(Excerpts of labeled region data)
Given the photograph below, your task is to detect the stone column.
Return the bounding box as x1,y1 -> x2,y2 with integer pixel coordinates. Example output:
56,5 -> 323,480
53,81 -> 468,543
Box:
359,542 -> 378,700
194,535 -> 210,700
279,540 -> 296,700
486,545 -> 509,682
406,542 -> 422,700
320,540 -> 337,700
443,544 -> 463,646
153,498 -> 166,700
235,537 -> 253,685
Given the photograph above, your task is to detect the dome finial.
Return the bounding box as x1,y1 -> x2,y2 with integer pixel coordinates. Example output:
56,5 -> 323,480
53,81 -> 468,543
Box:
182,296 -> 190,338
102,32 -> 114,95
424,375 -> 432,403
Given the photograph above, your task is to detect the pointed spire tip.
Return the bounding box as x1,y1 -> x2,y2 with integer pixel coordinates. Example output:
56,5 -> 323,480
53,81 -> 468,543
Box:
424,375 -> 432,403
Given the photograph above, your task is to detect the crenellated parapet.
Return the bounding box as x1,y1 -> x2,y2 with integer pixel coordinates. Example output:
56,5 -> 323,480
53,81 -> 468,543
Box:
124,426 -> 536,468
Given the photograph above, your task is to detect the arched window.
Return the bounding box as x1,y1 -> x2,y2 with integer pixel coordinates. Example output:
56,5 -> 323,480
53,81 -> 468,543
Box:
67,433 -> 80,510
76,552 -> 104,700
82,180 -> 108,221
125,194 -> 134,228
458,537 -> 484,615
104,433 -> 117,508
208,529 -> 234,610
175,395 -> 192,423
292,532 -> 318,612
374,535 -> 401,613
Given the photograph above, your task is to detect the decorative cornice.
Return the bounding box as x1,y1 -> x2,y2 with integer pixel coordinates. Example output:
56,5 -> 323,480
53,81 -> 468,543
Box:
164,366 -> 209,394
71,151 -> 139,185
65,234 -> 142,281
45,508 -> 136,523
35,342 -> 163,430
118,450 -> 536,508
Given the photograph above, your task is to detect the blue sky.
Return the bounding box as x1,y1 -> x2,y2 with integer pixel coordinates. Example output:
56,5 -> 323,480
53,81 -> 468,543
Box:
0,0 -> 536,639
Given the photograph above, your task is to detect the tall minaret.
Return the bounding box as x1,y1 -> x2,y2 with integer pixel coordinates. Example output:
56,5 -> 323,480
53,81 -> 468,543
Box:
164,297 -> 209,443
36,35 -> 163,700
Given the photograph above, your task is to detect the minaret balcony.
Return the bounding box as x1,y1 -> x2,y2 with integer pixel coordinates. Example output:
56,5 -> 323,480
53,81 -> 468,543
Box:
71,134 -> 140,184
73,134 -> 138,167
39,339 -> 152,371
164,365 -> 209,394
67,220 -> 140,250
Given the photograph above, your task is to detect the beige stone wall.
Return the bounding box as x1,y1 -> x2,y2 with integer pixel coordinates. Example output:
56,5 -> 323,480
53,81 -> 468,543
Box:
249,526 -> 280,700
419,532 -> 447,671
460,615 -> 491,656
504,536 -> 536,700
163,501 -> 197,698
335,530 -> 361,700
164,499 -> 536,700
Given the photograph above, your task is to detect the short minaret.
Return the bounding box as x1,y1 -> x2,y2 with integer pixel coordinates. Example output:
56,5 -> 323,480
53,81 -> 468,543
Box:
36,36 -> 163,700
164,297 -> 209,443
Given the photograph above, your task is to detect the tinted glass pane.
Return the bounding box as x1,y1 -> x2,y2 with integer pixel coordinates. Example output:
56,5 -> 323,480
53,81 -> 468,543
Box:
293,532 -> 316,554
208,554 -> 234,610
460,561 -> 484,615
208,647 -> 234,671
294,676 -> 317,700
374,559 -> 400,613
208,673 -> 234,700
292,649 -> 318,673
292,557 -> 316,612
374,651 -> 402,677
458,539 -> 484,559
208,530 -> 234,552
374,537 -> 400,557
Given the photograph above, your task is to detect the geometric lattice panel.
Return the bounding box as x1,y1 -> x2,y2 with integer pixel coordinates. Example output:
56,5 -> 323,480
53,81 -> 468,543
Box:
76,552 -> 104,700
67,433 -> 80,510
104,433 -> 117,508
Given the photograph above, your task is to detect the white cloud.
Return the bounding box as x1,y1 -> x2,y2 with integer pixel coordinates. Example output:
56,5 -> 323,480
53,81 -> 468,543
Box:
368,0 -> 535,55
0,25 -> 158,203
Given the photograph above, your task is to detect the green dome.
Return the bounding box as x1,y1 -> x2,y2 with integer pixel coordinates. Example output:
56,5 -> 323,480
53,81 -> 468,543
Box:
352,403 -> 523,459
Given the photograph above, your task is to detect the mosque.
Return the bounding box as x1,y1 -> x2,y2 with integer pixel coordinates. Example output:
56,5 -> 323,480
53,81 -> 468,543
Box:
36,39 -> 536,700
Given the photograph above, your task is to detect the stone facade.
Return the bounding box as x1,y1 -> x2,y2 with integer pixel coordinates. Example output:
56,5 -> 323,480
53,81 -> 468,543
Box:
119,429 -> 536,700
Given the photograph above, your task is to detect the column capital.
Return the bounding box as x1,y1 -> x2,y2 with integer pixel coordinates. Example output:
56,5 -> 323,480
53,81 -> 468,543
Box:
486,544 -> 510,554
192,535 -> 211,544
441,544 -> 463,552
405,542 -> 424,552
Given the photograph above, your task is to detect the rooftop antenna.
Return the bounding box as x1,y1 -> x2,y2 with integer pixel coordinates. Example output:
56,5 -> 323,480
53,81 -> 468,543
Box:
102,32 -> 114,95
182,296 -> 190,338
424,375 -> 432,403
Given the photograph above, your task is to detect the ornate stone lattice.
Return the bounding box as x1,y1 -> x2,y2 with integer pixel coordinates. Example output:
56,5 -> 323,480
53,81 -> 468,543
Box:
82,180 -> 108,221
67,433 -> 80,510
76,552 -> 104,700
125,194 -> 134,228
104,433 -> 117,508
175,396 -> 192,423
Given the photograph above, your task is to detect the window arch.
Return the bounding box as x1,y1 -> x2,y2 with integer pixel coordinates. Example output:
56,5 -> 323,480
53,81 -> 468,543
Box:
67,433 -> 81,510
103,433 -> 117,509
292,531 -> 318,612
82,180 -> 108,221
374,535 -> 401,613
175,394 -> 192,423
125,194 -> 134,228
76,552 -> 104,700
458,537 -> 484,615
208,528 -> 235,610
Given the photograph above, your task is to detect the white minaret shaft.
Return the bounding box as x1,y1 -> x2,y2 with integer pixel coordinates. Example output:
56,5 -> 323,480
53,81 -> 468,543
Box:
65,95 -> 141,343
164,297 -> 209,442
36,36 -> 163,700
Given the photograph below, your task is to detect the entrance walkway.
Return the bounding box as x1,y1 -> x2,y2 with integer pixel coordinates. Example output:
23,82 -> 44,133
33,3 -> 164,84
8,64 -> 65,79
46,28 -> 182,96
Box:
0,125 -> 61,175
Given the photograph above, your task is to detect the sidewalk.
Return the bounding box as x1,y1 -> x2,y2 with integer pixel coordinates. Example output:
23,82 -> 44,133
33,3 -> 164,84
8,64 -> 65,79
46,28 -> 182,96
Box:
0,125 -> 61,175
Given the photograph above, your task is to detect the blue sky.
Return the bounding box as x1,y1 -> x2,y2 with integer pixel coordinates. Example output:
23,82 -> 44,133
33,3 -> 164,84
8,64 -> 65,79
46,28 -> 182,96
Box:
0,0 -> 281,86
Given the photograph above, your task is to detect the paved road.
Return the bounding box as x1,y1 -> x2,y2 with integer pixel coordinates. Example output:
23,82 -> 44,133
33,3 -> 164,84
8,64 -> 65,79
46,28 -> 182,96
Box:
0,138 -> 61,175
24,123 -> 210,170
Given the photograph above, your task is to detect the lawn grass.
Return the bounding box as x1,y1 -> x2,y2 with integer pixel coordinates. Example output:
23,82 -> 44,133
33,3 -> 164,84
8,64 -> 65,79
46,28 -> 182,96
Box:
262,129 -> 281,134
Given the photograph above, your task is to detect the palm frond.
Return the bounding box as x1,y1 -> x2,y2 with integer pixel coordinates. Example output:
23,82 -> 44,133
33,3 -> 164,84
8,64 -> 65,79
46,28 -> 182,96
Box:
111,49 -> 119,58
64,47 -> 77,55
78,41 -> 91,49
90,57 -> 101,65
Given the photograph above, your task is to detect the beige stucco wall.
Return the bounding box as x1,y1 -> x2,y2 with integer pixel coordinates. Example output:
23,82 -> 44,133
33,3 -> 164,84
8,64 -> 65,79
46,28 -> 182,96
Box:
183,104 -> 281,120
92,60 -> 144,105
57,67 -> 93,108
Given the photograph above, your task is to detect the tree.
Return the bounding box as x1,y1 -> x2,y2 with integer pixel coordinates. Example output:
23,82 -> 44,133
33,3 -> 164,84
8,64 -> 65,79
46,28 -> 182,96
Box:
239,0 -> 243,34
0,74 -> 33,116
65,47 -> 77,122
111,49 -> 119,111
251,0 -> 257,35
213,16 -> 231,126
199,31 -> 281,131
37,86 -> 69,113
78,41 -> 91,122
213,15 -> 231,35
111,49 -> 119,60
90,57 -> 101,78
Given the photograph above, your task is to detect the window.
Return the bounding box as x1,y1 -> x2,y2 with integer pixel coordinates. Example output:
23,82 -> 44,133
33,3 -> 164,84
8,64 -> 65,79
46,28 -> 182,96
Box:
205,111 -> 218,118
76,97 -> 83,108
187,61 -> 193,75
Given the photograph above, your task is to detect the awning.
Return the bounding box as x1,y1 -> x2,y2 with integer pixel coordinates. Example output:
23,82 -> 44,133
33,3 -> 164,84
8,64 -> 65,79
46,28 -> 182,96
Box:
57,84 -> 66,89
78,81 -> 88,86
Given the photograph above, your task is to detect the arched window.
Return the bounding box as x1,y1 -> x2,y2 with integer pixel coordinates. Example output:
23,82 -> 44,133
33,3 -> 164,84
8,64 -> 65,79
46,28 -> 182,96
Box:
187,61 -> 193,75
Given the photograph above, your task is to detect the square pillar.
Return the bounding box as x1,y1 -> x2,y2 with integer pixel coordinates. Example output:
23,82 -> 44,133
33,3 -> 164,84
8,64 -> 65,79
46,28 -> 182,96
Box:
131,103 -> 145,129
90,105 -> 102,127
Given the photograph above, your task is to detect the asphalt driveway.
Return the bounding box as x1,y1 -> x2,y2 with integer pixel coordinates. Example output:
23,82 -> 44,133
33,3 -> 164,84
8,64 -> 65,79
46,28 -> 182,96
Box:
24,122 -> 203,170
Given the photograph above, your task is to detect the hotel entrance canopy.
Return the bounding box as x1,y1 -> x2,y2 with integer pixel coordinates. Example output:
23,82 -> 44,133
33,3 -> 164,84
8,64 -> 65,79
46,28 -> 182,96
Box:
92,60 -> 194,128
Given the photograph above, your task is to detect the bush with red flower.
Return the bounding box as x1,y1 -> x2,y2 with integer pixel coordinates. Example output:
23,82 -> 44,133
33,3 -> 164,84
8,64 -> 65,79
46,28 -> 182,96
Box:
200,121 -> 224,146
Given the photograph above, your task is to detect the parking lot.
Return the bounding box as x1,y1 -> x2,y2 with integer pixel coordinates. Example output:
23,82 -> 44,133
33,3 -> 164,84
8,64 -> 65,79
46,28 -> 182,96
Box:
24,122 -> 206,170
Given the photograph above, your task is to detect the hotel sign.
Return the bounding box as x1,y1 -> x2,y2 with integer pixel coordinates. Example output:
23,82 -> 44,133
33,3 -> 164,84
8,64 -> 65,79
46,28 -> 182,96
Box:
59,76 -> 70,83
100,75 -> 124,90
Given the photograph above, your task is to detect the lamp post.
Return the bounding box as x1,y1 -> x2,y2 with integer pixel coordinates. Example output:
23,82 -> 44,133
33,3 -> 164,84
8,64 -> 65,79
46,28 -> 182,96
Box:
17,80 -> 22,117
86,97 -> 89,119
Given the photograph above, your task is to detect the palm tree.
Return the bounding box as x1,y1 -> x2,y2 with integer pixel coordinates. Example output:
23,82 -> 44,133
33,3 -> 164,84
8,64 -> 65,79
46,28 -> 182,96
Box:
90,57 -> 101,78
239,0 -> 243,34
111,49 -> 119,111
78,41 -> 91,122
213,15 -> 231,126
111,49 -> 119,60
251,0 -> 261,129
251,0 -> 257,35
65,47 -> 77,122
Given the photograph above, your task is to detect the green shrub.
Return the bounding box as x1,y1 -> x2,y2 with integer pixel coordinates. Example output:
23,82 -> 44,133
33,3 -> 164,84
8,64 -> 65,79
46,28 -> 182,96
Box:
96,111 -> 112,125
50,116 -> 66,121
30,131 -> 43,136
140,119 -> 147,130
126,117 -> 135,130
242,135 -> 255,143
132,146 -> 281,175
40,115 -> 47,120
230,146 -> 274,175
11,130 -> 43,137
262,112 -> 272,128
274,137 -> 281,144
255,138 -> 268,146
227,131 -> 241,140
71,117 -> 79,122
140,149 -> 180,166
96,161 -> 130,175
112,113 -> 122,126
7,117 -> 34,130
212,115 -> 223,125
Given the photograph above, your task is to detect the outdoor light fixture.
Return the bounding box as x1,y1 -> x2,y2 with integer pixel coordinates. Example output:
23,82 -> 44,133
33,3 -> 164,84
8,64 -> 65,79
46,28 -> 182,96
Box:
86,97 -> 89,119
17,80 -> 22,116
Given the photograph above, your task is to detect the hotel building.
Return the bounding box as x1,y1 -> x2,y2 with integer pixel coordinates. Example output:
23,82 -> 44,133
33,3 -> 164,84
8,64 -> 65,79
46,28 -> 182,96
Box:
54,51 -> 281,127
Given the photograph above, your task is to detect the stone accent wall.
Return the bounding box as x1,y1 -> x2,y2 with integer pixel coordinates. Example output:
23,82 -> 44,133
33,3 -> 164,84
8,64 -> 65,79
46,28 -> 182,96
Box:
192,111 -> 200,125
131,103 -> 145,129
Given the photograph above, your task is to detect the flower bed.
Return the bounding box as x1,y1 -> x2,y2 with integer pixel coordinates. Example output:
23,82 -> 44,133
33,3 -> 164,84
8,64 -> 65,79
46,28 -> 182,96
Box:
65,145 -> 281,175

Exercise
Rewrite the lines of the listing that begin at the line containing "Given the photograph above, your task is to detect the asphalt" and end with the line containing "24,122 -> 203,170", changing "driveway" to "parking lot" and leaving everything else as it is. Give only those lines.

Result
Given the photograph above, your task is to detect the asphalt parking lot.
Return the bounding box as x1,y1 -> x2,y2 with integer pixel coordinates. Example output:
23,82 -> 44,133
33,3 -> 164,84
8,64 -> 65,79
46,28 -> 182,96
Box:
24,122 -> 203,170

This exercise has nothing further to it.